[[ Data provided open ]]
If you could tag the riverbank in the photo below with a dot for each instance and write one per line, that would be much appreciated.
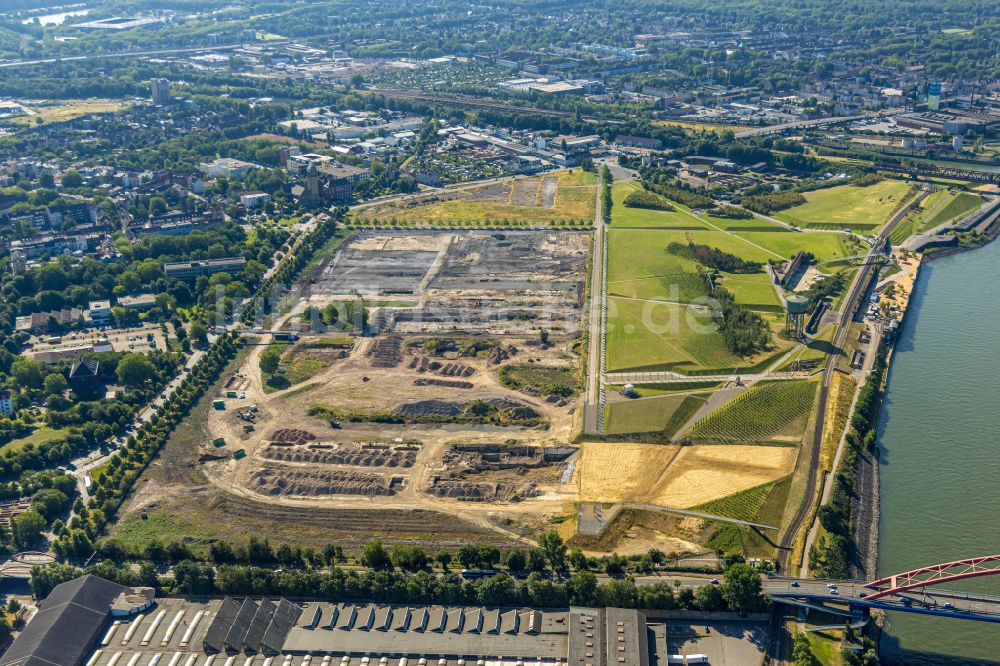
(985, 239)
(865, 504)
(937, 452)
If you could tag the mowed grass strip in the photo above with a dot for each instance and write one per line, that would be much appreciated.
(759, 414)
(650, 335)
(625, 216)
(660, 414)
(939, 207)
(847, 206)
(825, 247)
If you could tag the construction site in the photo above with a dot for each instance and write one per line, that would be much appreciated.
(474, 282)
(412, 409)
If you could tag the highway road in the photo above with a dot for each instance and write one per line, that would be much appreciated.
(117, 54)
(799, 124)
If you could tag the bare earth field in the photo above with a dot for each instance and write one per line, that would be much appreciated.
(679, 477)
(555, 198)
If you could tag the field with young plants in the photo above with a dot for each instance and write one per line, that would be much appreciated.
(769, 411)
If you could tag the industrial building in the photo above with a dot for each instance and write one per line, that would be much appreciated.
(159, 91)
(98, 623)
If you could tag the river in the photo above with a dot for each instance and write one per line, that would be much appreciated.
(939, 438)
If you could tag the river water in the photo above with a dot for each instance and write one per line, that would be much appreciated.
(939, 440)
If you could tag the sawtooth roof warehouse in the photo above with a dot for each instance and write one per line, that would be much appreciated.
(95, 622)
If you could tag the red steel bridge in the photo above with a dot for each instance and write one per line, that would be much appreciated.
(916, 591)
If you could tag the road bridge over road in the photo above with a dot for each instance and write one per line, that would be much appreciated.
(913, 591)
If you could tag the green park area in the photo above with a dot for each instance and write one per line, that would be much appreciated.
(773, 411)
(939, 207)
(659, 267)
(862, 209)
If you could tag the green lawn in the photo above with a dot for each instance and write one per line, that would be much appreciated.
(639, 266)
(756, 291)
(39, 436)
(862, 209)
(661, 414)
(623, 216)
(134, 533)
(824, 246)
(662, 336)
(940, 207)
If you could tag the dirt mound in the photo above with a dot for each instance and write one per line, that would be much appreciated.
(308, 483)
(292, 436)
(431, 408)
(481, 492)
(386, 352)
(356, 456)
(443, 382)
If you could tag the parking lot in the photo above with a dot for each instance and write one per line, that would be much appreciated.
(724, 643)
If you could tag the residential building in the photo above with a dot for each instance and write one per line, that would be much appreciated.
(99, 311)
(225, 166)
(178, 223)
(160, 91)
(139, 303)
(187, 270)
(254, 199)
(85, 375)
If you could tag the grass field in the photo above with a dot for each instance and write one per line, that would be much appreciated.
(62, 110)
(546, 379)
(940, 207)
(862, 209)
(825, 247)
(639, 266)
(574, 202)
(296, 367)
(660, 414)
(39, 436)
(813, 352)
(769, 411)
(838, 411)
(647, 334)
(743, 505)
(650, 390)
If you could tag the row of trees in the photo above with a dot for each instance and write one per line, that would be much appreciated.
(289, 267)
(110, 490)
(740, 592)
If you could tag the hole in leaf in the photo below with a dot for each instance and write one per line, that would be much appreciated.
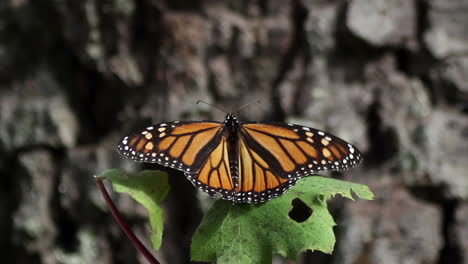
(300, 211)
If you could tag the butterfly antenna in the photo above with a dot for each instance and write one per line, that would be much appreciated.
(217, 107)
(247, 104)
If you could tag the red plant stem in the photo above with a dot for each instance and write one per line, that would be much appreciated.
(115, 212)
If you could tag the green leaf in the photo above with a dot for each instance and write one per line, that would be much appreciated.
(148, 188)
(244, 233)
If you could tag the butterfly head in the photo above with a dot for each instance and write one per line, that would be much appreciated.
(231, 121)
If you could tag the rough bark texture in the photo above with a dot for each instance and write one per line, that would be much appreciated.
(387, 75)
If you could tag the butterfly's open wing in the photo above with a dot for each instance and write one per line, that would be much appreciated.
(257, 180)
(181, 145)
(214, 177)
(294, 151)
(197, 148)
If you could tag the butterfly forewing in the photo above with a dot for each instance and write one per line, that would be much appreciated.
(296, 151)
(215, 175)
(180, 145)
(257, 180)
(242, 162)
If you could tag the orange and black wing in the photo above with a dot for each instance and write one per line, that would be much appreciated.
(272, 157)
(295, 151)
(214, 177)
(181, 145)
(258, 181)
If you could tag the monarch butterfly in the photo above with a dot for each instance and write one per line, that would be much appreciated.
(245, 162)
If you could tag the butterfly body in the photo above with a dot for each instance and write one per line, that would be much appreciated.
(245, 162)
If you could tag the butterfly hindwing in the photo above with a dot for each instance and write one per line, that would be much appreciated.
(215, 175)
(257, 180)
(243, 162)
(181, 145)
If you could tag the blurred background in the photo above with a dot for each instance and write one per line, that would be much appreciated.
(390, 76)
[[ Data provided closed ]]
## [What to do]
Your answer must be the entries written out word for word, without their pictures.

## [Solution to the exercise]
If you could tag the riverbank in the photo below with a dot for each instance and write one per line, that would be much appreciated.
(985, 239)
(865, 504)
(937, 452)
If you could tag the mowed grass strip in the photo above with a dot for each instance and write one per line, that would be much appreciated.
(759, 414)
(650, 335)
(625, 216)
(660, 414)
(939, 207)
(847, 206)
(825, 247)
If you could tag the construction site in the photo above with a dot for each instance and write one per line, that would be much appreciated.
(474, 282)
(412, 409)
If you could tag the highway road in the photo above with a dot for each instance and write one per line, that would be much appreciated.
(117, 54)
(799, 124)
If you could tag the bare earth field in the photo above with a dot for each instance and write one per line, that would be much appreciated.
(679, 477)
(555, 198)
If you could tag the field with young plants in the photo above with a dot for each instance and write one per line, that would be much appreciated.
(769, 411)
If you could tag the industrial building in the photo above with a dot for each instance and write one per line, that would be much appreciated.
(159, 91)
(98, 623)
If you could tag the river in the photo above with a dot for each instance and write one per line, that would be much appreciated.
(939, 438)
If you could tag the river water in the photo above with a dot for each instance and write one per line, that would be much appreciated.
(939, 440)
If you could tag the sawtooth roof warehouse in the photo above with a dot for each instance and write one per line, that would be much appreciated.
(95, 622)
If you could tag the red steel bridge in the photo above with a dot for each instance and write one per line, that would be much appreciated.
(916, 591)
If you could tag the road bridge over road in the photo above with a dot for each instance and write one per line, that would be much appreciated.
(913, 591)
If you could tag the green park area in the photo above with a dot for each instance and write one per line, that would be much appreciated.
(773, 411)
(939, 207)
(659, 267)
(862, 209)
If you could tag the green lawn in the photo above with a dot for each instance and write one per line, that would be much appreciated.
(639, 266)
(756, 291)
(39, 436)
(862, 209)
(661, 414)
(623, 216)
(134, 533)
(824, 246)
(662, 336)
(940, 207)
If you could tag the dirt mound in the photo above with a dot for each instance and write one per line, that would be much appreciated.
(308, 483)
(292, 436)
(431, 408)
(481, 492)
(386, 352)
(356, 456)
(443, 382)
If you could tag the parking lot in the photo above with a dot for each instance and write one per line, that would be much appreciated.
(724, 643)
If you could tag the residential building in the photo above with a dot for each instance and write one per line, that would be much appreciated.
(99, 311)
(225, 166)
(178, 223)
(160, 91)
(139, 303)
(187, 270)
(254, 199)
(85, 375)
If you could tag the grass field in the photo above with a dot for each instance and write one per line, that would be much appreciated.
(62, 110)
(546, 379)
(940, 207)
(862, 209)
(825, 247)
(639, 266)
(574, 202)
(296, 367)
(660, 414)
(39, 436)
(813, 352)
(769, 411)
(838, 411)
(647, 334)
(743, 505)
(650, 390)
If you could tag the row of trees in the photo above with a dot for each instance and write one per line, that would be much appreciated.
(289, 267)
(110, 490)
(740, 592)
If you could tag the hole in leaf in the photo below with a dot for each instance and write one per line, that would be much appreciated.
(300, 211)
If you could tag the butterfly antenna in the photo above with a dot for each instance and write one per line, that would be much appreciated.
(217, 107)
(247, 104)
If you could tag the red plant stem in the photo above with a dot for each instance and write one per line, that would be much appreciated.
(115, 212)
If you could tag the green leaf in the photo above with a dot for each instance and write one per line, that would be much appreciated.
(148, 188)
(244, 233)
If you could tag the butterfly head in the photo above with a dot for each instance and write one per line, that would be much appreciated.
(231, 121)
If you could tag the rough bark texture in the photo above with a dot for each instance and write one per line, that would be much appreciated.
(387, 75)
If you could tag the butterfly's open wing in the photo above with a dot for each instance and write one per line, that would be much appreciated.
(257, 180)
(181, 145)
(214, 177)
(294, 151)
(197, 148)
If you could tag the butterfly forewing in the photo above with a dot for each instance and write one per line, that would be much appreciated.
(296, 151)
(215, 175)
(180, 145)
(257, 180)
(242, 162)
If you could tag the orange and black wing in the photo above with a dot for each instance and write one per line, that would be much appreciated.
(272, 157)
(295, 151)
(214, 177)
(181, 145)
(258, 181)
If you could tag the monarch butterfly in the photo above with a dot for each instance and write one per line, that would be much appreciated.
(245, 162)
If you could tag the butterfly body in the photo above with a dot for each instance and write one per line, that would be much appreciated.
(245, 162)
If you could tag the butterfly hindwing in the photo above with a dot for each instance and write one per line, that would be much appreciated.
(215, 175)
(257, 180)
(243, 162)
(181, 145)
If you could tag the blurred background in the photo above with a dot for each instance and write one per line, that would be much appreciated.
(390, 76)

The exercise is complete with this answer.